(Segmentation mask data)
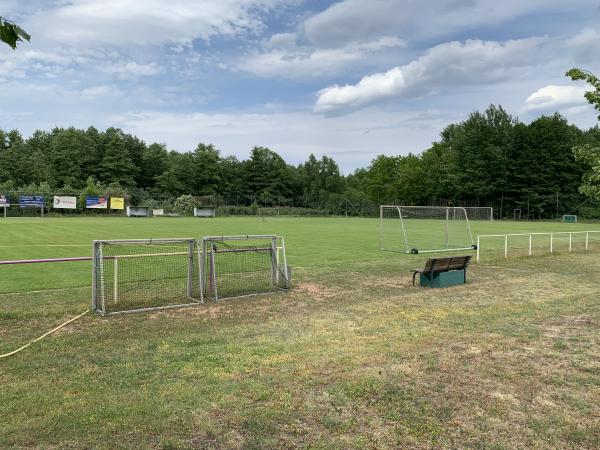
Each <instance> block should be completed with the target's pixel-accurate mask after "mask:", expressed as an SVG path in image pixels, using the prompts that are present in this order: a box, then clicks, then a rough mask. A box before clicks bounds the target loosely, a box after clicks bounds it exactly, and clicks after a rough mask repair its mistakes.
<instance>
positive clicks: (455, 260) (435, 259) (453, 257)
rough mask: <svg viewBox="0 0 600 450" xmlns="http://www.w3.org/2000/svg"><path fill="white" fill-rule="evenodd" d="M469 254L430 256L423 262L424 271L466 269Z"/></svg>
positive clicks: (459, 269) (442, 271)
mask: <svg viewBox="0 0 600 450" xmlns="http://www.w3.org/2000/svg"><path fill="white" fill-rule="evenodd" d="M470 261H471V256H470V255H469V256H451V257H449V258H430V259H428V260H427V262H426V263H425V269H423V271H424V272H446V271H448V270H460V269H466V268H467V266H468V265H469V262H470Z"/></svg>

TASK STATEMENT -
Your answer should consist only of the lines from the one that holds "rough mask: <svg" to the end of the entries above, both ends included, each repeated exactly.

WRITTEN REPLY -
rough mask: <svg viewBox="0 0 600 450" xmlns="http://www.w3.org/2000/svg"><path fill="white" fill-rule="evenodd" d="M469 254L430 256L423 262L424 271L466 269Z"/></svg>
positive clicks: (459, 269) (442, 271)
mask: <svg viewBox="0 0 600 450" xmlns="http://www.w3.org/2000/svg"><path fill="white" fill-rule="evenodd" d="M470 261H471V256H470V255H469V256H451V257H449V258H430V259H428V260H427V262H426V263H425V269H423V271H424V272H446V271H448V270H460V269H466V268H467V266H468V265H469V262H470Z"/></svg>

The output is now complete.